● **Given data**
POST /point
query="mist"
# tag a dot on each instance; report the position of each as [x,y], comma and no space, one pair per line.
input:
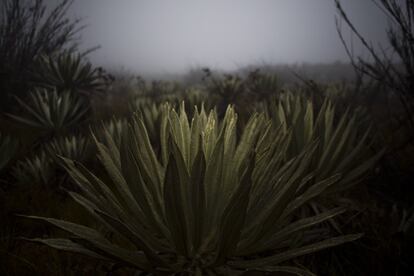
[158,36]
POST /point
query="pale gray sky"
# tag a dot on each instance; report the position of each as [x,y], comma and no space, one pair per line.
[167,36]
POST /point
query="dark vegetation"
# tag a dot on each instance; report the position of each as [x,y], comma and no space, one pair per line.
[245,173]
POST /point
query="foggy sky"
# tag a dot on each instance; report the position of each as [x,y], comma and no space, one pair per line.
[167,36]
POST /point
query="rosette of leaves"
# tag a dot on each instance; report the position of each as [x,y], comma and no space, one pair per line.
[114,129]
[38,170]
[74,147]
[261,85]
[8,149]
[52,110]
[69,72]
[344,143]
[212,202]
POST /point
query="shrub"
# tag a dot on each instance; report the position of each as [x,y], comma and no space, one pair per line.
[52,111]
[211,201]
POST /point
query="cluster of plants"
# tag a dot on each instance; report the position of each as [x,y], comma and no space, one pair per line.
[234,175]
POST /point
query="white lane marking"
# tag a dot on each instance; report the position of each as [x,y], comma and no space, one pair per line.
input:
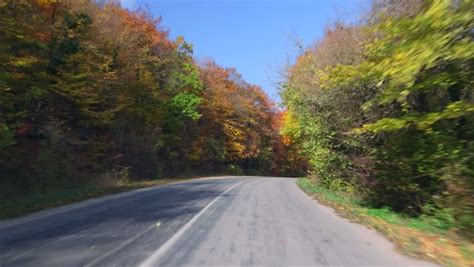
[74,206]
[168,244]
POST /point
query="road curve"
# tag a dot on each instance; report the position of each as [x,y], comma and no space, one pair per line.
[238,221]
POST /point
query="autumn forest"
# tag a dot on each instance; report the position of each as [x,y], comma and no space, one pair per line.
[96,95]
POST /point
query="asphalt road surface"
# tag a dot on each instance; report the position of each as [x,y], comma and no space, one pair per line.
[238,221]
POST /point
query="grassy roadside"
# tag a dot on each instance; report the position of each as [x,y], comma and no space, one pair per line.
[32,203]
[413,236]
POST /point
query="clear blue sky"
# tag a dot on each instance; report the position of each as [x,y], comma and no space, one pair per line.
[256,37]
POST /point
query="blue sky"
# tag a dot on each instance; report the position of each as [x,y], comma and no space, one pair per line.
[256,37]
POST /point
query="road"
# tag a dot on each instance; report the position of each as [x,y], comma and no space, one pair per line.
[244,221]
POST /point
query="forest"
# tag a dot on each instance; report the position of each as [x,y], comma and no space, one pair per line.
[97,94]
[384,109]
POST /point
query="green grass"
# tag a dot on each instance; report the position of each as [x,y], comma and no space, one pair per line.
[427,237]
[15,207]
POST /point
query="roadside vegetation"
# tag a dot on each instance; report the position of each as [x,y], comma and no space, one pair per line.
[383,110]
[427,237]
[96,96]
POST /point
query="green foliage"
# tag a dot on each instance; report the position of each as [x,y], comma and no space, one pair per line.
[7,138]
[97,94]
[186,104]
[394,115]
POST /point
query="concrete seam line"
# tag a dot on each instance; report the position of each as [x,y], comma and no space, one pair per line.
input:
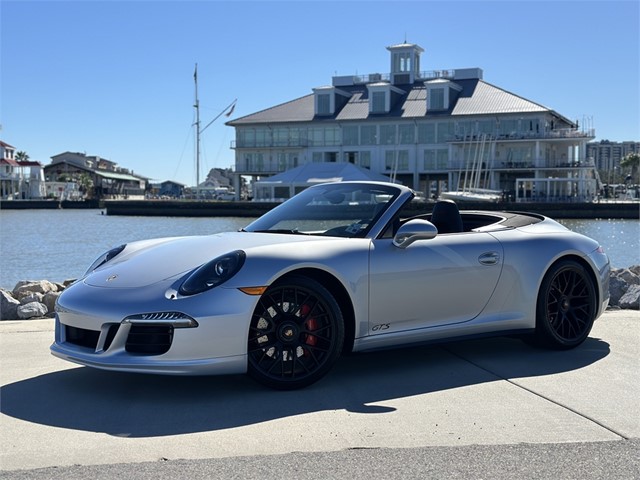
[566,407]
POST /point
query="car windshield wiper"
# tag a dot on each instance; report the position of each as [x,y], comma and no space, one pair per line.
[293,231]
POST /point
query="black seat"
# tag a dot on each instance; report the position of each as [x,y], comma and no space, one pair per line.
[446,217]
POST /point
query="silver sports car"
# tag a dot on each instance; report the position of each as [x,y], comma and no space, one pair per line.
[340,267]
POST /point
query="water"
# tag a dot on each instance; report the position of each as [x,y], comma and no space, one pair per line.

● **Job**
Please find every line in the entries above that contains the word "vegetation" and copy each one.

● **Output below**
query="dark vegetation"
query="roadside vegetation"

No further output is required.